- _EXERCISE DETAILS_
Copy the data word for word, starting at the line that contains "Accessibility service: describe the location of overcast" and ending at the last line of the data.

- _THE DATA_

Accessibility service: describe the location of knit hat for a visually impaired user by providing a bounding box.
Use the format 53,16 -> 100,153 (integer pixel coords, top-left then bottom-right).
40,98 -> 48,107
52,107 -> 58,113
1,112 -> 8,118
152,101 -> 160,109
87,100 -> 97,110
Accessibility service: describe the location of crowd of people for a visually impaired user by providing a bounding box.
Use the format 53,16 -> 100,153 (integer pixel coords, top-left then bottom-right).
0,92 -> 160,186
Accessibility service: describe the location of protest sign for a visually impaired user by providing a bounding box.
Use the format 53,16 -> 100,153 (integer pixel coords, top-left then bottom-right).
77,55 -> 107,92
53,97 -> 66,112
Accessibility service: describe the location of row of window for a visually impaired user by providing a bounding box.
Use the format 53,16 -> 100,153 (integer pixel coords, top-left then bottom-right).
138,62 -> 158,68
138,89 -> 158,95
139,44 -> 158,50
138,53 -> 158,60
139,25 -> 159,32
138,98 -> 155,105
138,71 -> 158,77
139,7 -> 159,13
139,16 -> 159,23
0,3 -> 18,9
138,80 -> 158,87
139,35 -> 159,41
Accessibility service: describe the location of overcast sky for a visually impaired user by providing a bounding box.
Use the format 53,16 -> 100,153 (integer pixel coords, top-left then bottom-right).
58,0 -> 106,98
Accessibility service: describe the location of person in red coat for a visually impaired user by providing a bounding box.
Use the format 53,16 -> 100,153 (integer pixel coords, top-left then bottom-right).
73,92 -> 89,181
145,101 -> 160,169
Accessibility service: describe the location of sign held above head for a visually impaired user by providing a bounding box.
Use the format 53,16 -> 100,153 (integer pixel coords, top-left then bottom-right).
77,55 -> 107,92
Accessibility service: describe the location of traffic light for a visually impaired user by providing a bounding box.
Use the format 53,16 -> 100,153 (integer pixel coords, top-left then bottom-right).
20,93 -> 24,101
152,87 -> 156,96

- _FULL ANSWER_
Accessibility service: describe the location of overcast sky for a visually impaired user by providing a bounding box.
Use the format 53,16 -> 100,153 (integer pixel coords, top-left then bottom-right).
58,0 -> 106,98
Accessibility service: describe the location of person in red coat for a visually impaired user by providing a bounding box.
Use the format 53,16 -> 100,153 (integer pixel coords, top-left then bottom-right).
73,92 -> 89,181
145,101 -> 160,169
Accessibility service: describe the location of sign held above head for a visually impaired user by providing a bounding box.
Use the format 53,16 -> 100,153 (integer pixel coords, top-left then bottom-right).
77,55 -> 107,92
Accessibility service: describe the location of traffic light for a visually impaired user by providing a bounding box.
Use the format 53,16 -> 100,153 (integer pixel coords, top-left then bottom-right).
20,93 -> 24,101
152,87 -> 156,96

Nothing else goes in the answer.